[WORK REQUIRED] Copy every one of the records below character for character, with no changes.

** Begin EXERCISE MATERIALS **

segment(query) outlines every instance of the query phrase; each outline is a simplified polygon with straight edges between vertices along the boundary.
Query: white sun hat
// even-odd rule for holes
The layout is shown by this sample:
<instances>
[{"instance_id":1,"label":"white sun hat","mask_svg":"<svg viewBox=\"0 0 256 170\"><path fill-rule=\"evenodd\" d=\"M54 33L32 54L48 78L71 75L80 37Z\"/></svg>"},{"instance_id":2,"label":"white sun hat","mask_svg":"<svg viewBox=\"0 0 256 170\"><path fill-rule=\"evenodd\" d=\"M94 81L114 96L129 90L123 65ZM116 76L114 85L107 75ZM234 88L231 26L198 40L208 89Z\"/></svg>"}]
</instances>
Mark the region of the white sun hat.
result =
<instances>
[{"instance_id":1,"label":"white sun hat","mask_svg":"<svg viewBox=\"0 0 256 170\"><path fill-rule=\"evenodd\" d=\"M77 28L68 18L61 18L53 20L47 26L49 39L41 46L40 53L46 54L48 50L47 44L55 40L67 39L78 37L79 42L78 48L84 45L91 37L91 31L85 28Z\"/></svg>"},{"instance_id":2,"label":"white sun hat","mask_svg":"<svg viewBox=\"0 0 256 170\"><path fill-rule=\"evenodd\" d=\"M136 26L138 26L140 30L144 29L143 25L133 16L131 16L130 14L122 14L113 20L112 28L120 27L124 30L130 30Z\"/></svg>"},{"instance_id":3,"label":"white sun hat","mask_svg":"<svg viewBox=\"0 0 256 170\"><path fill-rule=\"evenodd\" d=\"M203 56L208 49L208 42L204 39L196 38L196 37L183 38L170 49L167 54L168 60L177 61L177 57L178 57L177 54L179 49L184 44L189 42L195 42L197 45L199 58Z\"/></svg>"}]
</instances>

** End EXERCISE MATERIALS **

[TASK SOLUTION]
segment(query) outlines every instance of the query phrase; each outline is a simplified polygon with straight edges between vertices along the boundary.
Query: white sun hat
// even-odd rule for holes
The layout is shown by this sample:
<instances>
[{"instance_id":1,"label":"white sun hat","mask_svg":"<svg viewBox=\"0 0 256 170\"><path fill-rule=\"evenodd\" d=\"M54 33L32 54L48 78L71 75L80 37Z\"/></svg>"},{"instance_id":2,"label":"white sun hat","mask_svg":"<svg viewBox=\"0 0 256 170\"><path fill-rule=\"evenodd\" d=\"M94 81L114 96L129 90L123 65ZM116 76L114 85L107 75ZM234 88L231 26L198 40L208 89Z\"/></svg>"}]
</instances>
Mark the region of the white sun hat.
result =
<instances>
[{"instance_id":1,"label":"white sun hat","mask_svg":"<svg viewBox=\"0 0 256 170\"><path fill-rule=\"evenodd\" d=\"M77 28L68 18L61 18L53 20L47 26L49 39L41 46L40 53L46 54L48 50L47 44L55 40L67 39L78 37L79 42L78 48L84 45L91 37L91 31L85 28Z\"/></svg>"},{"instance_id":2,"label":"white sun hat","mask_svg":"<svg viewBox=\"0 0 256 170\"><path fill-rule=\"evenodd\" d=\"M136 26L138 26L140 30L144 29L143 25L133 16L131 16L130 14L122 14L113 20L112 28L120 27L124 30L130 30Z\"/></svg>"},{"instance_id":3,"label":"white sun hat","mask_svg":"<svg viewBox=\"0 0 256 170\"><path fill-rule=\"evenodd\" d=\"M203 56L208 49L208 42L204 39L196 38L196 37L183 38L170 49L167 54L168 60L177 61L177 57L178 57L177 54L179 49L184 44L189 42L195 42L197 45L199 58Z\"/></svg>"}]
</instances>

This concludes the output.